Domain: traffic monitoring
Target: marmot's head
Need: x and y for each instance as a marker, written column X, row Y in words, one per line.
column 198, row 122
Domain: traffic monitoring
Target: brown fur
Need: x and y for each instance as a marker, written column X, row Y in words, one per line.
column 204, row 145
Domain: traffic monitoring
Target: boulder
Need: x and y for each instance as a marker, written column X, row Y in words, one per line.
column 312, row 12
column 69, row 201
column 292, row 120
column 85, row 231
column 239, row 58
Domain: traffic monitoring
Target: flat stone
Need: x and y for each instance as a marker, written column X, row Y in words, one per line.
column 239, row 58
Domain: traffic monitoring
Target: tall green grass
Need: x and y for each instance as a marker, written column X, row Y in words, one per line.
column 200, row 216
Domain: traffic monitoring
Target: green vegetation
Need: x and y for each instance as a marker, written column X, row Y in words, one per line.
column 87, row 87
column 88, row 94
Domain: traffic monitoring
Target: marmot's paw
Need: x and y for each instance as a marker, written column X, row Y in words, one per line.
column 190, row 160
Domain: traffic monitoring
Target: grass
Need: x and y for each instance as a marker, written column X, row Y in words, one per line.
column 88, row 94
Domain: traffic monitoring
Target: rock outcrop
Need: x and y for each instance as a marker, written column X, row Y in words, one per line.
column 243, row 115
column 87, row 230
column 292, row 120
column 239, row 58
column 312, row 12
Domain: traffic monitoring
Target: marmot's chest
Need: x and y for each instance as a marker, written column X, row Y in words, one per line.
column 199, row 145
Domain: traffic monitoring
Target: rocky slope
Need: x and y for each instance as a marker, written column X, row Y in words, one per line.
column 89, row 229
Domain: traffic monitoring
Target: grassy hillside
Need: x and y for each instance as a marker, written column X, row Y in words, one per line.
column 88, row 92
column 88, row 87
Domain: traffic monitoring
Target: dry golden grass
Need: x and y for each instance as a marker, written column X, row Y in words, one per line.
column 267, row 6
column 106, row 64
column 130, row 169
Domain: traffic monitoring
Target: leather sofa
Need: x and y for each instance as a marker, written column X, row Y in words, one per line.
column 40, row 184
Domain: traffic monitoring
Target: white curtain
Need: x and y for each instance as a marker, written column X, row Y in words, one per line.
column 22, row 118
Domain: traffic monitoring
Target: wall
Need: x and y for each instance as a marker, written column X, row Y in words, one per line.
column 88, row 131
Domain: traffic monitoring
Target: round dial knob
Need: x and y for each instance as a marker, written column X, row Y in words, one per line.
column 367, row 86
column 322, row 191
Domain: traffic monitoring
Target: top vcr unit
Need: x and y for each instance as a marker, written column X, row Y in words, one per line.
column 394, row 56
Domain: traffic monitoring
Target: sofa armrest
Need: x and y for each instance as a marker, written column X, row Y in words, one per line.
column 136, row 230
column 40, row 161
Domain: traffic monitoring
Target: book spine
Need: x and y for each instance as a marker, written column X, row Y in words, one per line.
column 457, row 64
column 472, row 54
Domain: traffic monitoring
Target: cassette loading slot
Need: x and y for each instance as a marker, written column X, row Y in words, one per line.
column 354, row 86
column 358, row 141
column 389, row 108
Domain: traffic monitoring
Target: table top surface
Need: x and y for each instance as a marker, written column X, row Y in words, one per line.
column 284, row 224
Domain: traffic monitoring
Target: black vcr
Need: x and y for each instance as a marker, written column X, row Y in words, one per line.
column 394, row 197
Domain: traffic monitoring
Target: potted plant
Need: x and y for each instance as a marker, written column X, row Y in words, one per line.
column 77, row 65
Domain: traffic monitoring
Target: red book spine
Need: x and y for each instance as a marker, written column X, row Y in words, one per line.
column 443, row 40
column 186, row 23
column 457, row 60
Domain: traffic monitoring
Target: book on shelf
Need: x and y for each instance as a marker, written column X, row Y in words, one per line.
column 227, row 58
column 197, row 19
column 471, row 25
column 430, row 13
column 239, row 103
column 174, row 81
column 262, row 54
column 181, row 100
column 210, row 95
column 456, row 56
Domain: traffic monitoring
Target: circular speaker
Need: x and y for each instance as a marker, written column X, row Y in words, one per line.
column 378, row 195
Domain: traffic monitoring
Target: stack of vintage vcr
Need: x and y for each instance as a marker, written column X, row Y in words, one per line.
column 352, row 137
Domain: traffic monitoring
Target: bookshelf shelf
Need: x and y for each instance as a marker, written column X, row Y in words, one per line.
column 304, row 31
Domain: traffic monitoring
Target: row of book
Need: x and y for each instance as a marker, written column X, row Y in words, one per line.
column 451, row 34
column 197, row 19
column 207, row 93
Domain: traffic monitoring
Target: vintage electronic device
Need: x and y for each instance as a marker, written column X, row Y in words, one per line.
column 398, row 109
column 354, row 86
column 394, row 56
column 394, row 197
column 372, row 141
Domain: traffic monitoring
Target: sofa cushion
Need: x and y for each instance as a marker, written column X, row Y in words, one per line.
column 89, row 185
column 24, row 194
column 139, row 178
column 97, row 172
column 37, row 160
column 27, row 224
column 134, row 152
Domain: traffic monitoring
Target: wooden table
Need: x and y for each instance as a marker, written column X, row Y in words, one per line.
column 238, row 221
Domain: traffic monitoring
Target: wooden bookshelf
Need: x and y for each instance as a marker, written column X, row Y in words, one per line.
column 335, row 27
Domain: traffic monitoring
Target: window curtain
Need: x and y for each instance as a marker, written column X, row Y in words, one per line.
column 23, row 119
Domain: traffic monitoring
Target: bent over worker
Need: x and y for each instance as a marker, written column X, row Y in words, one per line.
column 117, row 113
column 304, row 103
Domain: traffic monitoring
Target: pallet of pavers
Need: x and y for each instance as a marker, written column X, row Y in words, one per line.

·····

## Direction
Copy every line of the data above, making no changes of any kind.

## Response for this exercise
Domain: traffic monitoring
Target: marmot's head
Need: x and y for each instance as a marker, written column X, row Y in words, one per line.
column 198, row 122
Domain: traffic monitoring
Target: brown fur
Need: x and y for each instance as a marker, written column X, row Y in words, one per line.
column 204, row 145
Domain: traffic monitoring
Target: boulder
Need: x and y for each instance as a marker, written column X, row Y in words, one per line.
column 312, row 12
column 69, row 201
column 292, row 120
column 85, row 231
column 239, row 58
Domain: traffic monitoring
Target: flat stone
Need: x and y for each instance as a marker, written column X, row Y in words, one per line.
column 239, row 58
Domain: traffic monitoring
Target: tall green grass
Need: x and y for each instance as a marker, written column X, row Y in words, one per line.
column 200, row 216
Domain: traffic monitoring
Target: green vegetation
Need: x and y for each instance as a marker, written column X, row Y in words, one per line.
column 87, row 87
column 88, row 94
Domain: traffic monitoring
Target: marmot's paw
Need: x and y for each instance as a marker, written column X, row Y in words, one per line.
column 190, row 160
Domain: traffic monitoring
Target: grass
Need: x and y for each instance as a marker, written column X, row Y in words, one per line.
column 88, row 94
Domain: traffic monitoring
Target: rock outcrop
Need: x and y for each instance as a marker, written column X, row Y in words, one per line.
column 243, row 115
column 87, row 230
column 292, row 120
column 239, row 58
column 312, row 12
Domain: traffic monitoring
Target: marmot's chest
Need: x and y for each instance as a marker, written column X, row Y in words, one per line.
column 199, row 145
Domain: traffic monitoring
Target: rocky slope
Need: x and y for each instance as a marker, written column X, row Y in words, one per line.
column 89, row 229
Domain: traffic monitoring
Target: grassy hillside
Need: x and y for each instance as a marker, written column X, row Y in words, one per line.
column 88, row 92
column 88, row 87
Domain: traffic monitoring
Target: dry golden grass
Need: x and y for each instance as a marker, written column X, row Y in words, one per line.
column 267, row 6
column 106, row 64
column 130, row 169
Domain: traffic monitoring
Target: leather sofa
Need: x and y for each instance as a marker, written column X, row Y in words, one per line.
column 40, row 184
Domain: traffic monitoring
Target: white curtain
Need: x and y for each instance as a marker, written column X, row Y in words, one per line.
column 22, row 118
Domain: traffic monitoring
Target: wall
Need: x and y for each instance as a marker, written column X, row Y in words, one per line.
column 88, row 131
Domain: traffic monitoring
Target: round dial knob
Need: x and y for each instance as a marker, written column X, row Y in words, one per line.
column 367, row 86
column 322, row 191
Domain: traffic monitoring
Target: top vcr unit
Need: x and y for each instance as a marker, written column X, row Y in words, one per line.
column 394, row 56
Domain: traffic monitoring
Target: sofa armrest
Need: x and y for each instance as a marker, written column X, row Y in words, one per line.
column 136, row 230
column 40, row 161
Domain: traffic monitoring
Target: book spine
Need: x and y for each instance as a marker, written column X, row Y in words, one per line.
column 457, row 64
column 472, row 54
Domain: traffic monitoring
Target: cassette loading slot
Need: x and y for each instance as a marker, written column X, row Y in words, one per line.
column 354, row 86
column 358, row 141
column 389, row 108
Domain: traffic monitoring
Target: table top surface
Need: x and y for each instance as a marker, written column X, row Y in words, one per line.
column 284, row 224
Domain: traffic monitoring
Target: black vcr
Need: x and y for each instance as a marker, written column X, row Y in words, one per line.
column 394, row 197
Domain: traffic monitoring
Target: potted plant
Need: x and y for each instance as a marker, written column X, row Y in words, one per line.
column 77, row 65
Domain: traffic monitoring
Target: red book spine
Need: x and y for each instance as a marker, written column X, row Y in words, one per line.
column 443, row 40
column 186, row 23
column 457, row 60
Domain: traffic monitoring
Target: book on shelf
Need: x and y for each instance as a marker, written column X, row Y in words, one per line.
column 227, row 58
column 197, row 19
column 471, row 25
column 430, row 13
column 239, row 103
column 174, row 81
column 262, row 54
column 181, row 100
column 210, row 95
column 456, row 56
Domain: traffic monitoring
Target: circular speaker
Need: x and y for each instance as a marker, written column X, row Y in words, one per line.
column 378, row 195
Domain: traffic monitoring
Target: stack of vintage vcr
Need: x and y for each instance as a marker, written column X, row Y in words, one per line.
column 352, row 137
Domain: traffic monitoring
Target: bookshelf shelf
Need: x and y for each instance as a marker, written column X, row Y in words, one per line.
column 304, row 31
Domain: traffic monitoring
Target: row of book
Need: x and y for each instance as a marker, written column X, row Y in words, one per line.
column 451, row 34
column 197, row 19
column 207, row 93
Domain: traffic monitoring
Target: vintage electronic device
Need: x and y for each instance as a marker, written column X, row Y in words, one per line.
column 398, row 109
column 354, row 86
column 394, row 56
column 394, row 197
column 372, row 141
Domain: traffic monitoring
Target: sofa cushion
Need: x and y for each instance as a marker, written column X, row Y in words, one per line.
column 89, row 185
column 24, row 194
column 139, row 178
column 97, row 172
column 37, row 160
column 27, row 224
column 134, row 152
Domain: traffic monitoring
Target: wooden table
Need: x and y for each instance as a marker, written column X, row Y in words, one per line.
column 238, row 221
Domain: traffic monitoring
Target: wooden bookshelf
Need: x and y for each instance as a marker, written column X, row Y in words, one per line.
column 335, row 27
Domain: traffic monitoring
Target: window curtain
Need: x and y for each instance as a marker, written column X, row Y in words, one per line.
column 23, row 119
Domain: traffic monitoring
Target: bent over worker
Need: x and y for each instance as a marker, written column X, row Y in words, one per line.
column 117, row 113
column 304, row 103
Domain: traffic monitoring
Target: pallet of pavers
Need: x and y for each instance as a marker, written column X, row Y in words, one per line.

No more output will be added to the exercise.